**EXERCISE TASK**: Write out the complete material exactly as it stands.

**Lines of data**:
═══

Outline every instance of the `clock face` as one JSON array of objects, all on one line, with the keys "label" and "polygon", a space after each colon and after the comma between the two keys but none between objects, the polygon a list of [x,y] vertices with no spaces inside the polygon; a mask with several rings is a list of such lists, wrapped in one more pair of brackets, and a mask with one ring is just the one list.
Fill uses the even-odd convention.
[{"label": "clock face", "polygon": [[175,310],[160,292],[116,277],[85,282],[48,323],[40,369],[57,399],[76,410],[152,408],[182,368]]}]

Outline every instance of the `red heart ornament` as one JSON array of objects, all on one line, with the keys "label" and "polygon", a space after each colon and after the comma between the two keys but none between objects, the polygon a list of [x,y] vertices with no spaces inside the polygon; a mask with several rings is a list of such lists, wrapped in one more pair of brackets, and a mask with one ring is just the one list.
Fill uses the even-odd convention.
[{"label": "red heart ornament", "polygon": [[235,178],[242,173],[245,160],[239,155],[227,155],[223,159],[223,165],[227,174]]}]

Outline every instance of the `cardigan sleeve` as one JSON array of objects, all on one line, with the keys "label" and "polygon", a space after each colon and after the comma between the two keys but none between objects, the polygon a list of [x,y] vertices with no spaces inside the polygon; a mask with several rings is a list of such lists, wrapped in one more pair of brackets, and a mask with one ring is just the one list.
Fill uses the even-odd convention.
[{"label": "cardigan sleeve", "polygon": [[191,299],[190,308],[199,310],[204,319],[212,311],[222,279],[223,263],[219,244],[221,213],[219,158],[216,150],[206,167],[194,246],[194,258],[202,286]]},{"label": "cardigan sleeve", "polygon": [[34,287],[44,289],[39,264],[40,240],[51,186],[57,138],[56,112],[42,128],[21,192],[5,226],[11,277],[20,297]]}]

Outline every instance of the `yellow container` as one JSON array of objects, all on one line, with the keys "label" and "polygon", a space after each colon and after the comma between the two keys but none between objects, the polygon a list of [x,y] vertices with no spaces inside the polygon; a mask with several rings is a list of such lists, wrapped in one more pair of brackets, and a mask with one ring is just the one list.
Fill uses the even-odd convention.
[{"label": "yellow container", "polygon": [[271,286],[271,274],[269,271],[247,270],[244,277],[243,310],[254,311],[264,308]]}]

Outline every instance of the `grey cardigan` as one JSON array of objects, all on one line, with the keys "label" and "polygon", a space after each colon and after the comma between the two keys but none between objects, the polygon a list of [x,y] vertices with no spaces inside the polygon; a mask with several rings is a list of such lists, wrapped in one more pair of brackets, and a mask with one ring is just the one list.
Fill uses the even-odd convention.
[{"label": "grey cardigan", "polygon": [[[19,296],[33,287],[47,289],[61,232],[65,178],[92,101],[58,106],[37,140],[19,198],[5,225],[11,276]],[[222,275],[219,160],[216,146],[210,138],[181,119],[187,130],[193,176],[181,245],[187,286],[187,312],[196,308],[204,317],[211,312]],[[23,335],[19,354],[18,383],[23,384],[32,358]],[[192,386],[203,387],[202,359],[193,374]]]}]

═══

**OUTPUT OF THE TASK**:
Outline every instance of the `clock face` as one JSON array of objects, all on one line, with the keys "label" and "polygon", a space after each colon and after the comma between the two keys but none between objects, the polygon a list of [x,y] vertices with no spaces inside the polygon; a mask with several rings is a list of such lists, wrapped in one more pair of brackets, and a mask with one ring is just the one list.
Fill uses the even-odd convention.
[{"label": "clock face", "polygon": [[175,310],[160,292],[116,277],[85,282],[48,323],[40,369],[57,399],[76,410],[152,408],[182,368]]}]

Outline every instance of the `red heart ornament` as one JSON array of objects, all on one line, with the keys "label" and "polygon", a space after each colon and after the comma between the two keys but none between objects, the polygon a list of [x,y] vertices with no spaces inside the polygon; a mask with several rings is a list of such lists, wrapped in one more pair of brackets, and a mask with one ring is just the one list.
Fill uses the even-odd convention.
[{"label": "red heart ornament", "polygon": [[235,178],[242,173],[245,160],[239,155],[227,155],[223,159],[223,165],[227,174]]}]

Outline every instance of the `cardigan sleeve` as one JSON array of objects, all on one line, with the keys "label" and "polygon", a space after each colon and after the comma between the two keys but none between objects, the polygon a list of [x,y] vertices with no spaces inside the polygon; a mask with several rings is a list of such lists, wrapped in one more pair of brackets, and a mask with one ring is just the one list.
Fill uses the even-odd convention.
[{"label": "cardigan sleeve", "polygon": [[191,299],[190,308],[199,310],[204,319],[212,311],[222,279],[223,263],[219,244],[221,213],[219,158],[216,150],[206,167],[194,246],[194,258],[202,286]]},{"label": "cardigan sleeve", "polygon": [[34,287],[44,289],[39,264],[40,240],[51,186],[57,138],[56,112],[42,128],[21,192],[5,226],[11,277],[20,297]]}]

Outline every instance of the `yellow container` as one JSON array of objects, all on one line, with the keys "label" and "polygon", a space after each colon and after the comma between the two keys but none between objects, the polygon a list of [x,y] vertices with no spaces inside the polygon; a mask with several rings is a list of such lists, wrapped in one more pair of brackets, and a mask with one ring is just the one list.
Fill uses the even-odd convention.
[{"label": "yellow container", "polygon": [[271,286],[271,274],[269,271],[247,270],[244,277],[243,310],[254,311],[264,308]]}]

Outline every instance of the `grey cardigan` as one JSON array of objects, all on one line, with the keys "label" and "polygon", a space after each colon and after the comma between the two keys but none between objects, the polygon a list of [x,y] vertices with no spaces inside the polygon; a mask with several rings is a list of such lists, wrapped in one more pair of brackets, and a mask with one ring is just the one list.
Fill uses the even-odd convention.
[{"label": "grey cardigan", "polygon": [[[19,296],[33,287],[47,289],[61,232],[65,178],[92,101],[58,106],[37,140],[19,198],[5,225],[11,276]],[[222,275],[219,160],[216,146],[210,138],[181,119],[187,130],[193,176],[181,245],[187,286],[187,312],[196,308],[204,317],[211,312]],[[23,335],[19,354],[18,383],[23,384],[32,358]],[[192,386],[203,387],[202,359],[193,374]]]}]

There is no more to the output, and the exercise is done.